[Start Source extract]

If the Subadviser serves as investment subadviser for less than the whole of any
period specified in this Section 4, the compensation to the Subadviser shall be
prorated. Neither the Trust nor the Portfolios shall be liable to the Subadviser
for the compensation of the Subadviser.

     If in any fiscal year the aggregate expenses of a Portfolio and any fund
investing its assets therein (including fees pursuant to the Management
Agreement, but excluding interest, taxes, brokerage and, with the prior written
consent of the necessary state securities commissions, extraordinary expenses)
exceed the expense limitation of any state having jurisdiction over that
Portfolio and any fund investing its assets therein, the Adviser may deduct from
the fees to be paid hereunder, or the Subadviser will bear such excess expense
on a pro-rata basis with the Adviser, in the proportion that the subadvisory fee
payable pursuant to this Agreement bears to the fee payable to the Adviser
pursuant to the Management Agreement, to the extent required by state law. The
Subadviser's obligation pursuant hereto will be limited to the amount of its

<PAGE>

fees hereunder. Such deduction or payment, if any, will be estimated daily, and
reconciled and effected or paid, as the case may be, on a monthly basis.

[End Source extract]
[Start Supplied material]

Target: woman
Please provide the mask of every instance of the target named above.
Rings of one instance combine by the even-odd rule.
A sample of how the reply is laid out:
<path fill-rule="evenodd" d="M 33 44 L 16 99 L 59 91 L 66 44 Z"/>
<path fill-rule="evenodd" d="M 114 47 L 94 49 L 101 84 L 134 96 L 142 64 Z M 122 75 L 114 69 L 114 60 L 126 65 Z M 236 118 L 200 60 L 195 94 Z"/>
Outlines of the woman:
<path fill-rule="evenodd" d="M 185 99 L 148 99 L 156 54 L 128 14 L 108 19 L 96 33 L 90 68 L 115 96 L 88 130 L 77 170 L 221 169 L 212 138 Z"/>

[End Supplied material]

### Short problem
Can you continue the subadvisory agreement text on compensation and expense limits, starting after its last sentence?

### Task response
      5.  Covenants of the Subadviser. The Subadviser agrees that it will not
deal with itself, or with the Trustees of the Trust or the Trust's principal
underwriter or distributor, as principals in making purchases or sales of
securities or other property for the account of a Portfolio, except as permitted
by the 1940 Act, will not take a long or short position in beneficial interests
of a Portfolio except as permitted by the Declaration, and will comply with all
other provisions of the Declaration and By-Laws and the then-current
Registration Statement applicable to each Portfolio relative to the Subadviser
and its directors and officers.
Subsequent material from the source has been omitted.